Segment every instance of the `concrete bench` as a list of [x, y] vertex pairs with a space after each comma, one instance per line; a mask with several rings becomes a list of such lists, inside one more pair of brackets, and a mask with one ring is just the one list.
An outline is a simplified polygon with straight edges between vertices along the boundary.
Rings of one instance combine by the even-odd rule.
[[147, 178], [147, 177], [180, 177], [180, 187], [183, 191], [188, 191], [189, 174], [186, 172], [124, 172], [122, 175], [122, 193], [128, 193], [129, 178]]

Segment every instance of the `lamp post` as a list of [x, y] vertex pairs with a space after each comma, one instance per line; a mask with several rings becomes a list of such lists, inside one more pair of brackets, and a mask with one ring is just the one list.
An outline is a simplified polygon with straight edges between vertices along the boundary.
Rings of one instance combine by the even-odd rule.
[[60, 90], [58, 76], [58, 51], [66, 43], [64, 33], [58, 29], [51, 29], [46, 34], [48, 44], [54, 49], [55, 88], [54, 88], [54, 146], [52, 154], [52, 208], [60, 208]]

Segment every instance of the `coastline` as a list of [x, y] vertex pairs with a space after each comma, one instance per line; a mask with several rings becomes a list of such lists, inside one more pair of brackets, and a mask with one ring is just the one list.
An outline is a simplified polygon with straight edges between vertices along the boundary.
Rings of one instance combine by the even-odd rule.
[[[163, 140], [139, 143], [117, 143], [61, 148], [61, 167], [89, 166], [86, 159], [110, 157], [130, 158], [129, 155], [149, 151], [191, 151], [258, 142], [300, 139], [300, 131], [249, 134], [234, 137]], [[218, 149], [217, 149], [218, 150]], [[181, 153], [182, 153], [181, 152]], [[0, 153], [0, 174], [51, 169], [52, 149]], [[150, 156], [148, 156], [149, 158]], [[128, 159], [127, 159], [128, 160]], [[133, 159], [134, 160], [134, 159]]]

^^^^^^^^

> WHAT YOU HAVE TO DO
Every record shown above must be echoed exactly.

> ANSWER TO THIS TASK
Segment every instance of the `concrete bench` as a list of [x, y] vertex pairs with a space after each comma, one instance per line; a mask with several rings becomes a list of such lists, inside one more pair of brackets, and a mask with one ring is just the one list.
An outline is a simplified polygon with straight edges between vertices along the boundary.
Rings of one instance combine by the even-odd rule.
[[147, 178], [147, 177], [180, 177], [180, 187], [183, 191], [188, 191], [189, 174], [186, 172], [124, 172], [122, 175], [122, 193], [128, 193], [129, 178]]

Segment every instance of the `lamp post` as a list of [x, y] vertex pairs with a space after each comma, one instance per line; a mask with several rings becomes a list of such lists, inside one more pair of brackets, and a mask with one ring is just the one list.
An outline is a simplified polygon with straight edges between vertices along the boundary.
Rings of one instance combine by the even-odd rule.
[[60, 90], [58, 76], [58, 51], [66, 43], [64, 33], [58, 29], [51, 29], [46, 34], [48, 44], [54, 49], [55, 88], [54, 88], [54, 146], [52, 154], [52, 208], [60, 208]]

Segment every instance of the `coastline` as a list of [x, y] vertex pairs with a space after each comma, one instance per line; a mask with several rings becomes a list of such lists, inside one more pair of brackets, and a mask with one ring is just the one list.
An outline is a simplified polygon with straight edges between vertices along the boundary.
Rings of one instance combine by the even-odd rule.
[[[163, 140], [139, 143], [117, 143], [61, 148], [61, 167], [89, 166], [86, 159], [110, 157], [130, 158], [129, 155], [149, 151], [191, 151], [258, 142], [300, 139], [300, 131], [249, 134], [234, 137]], [[218, 149], [217, 149], [218, 150]], [[181, 153], [182, 153], [181, 152]], [[0, 153], [0, 174], [51, 169], [52, 149]], [[150, 156], [148, 156], [149, 158]], [[128, 159], [127, 159], [128, 160]], [[133, 159], [134, 160], [134, 159]]]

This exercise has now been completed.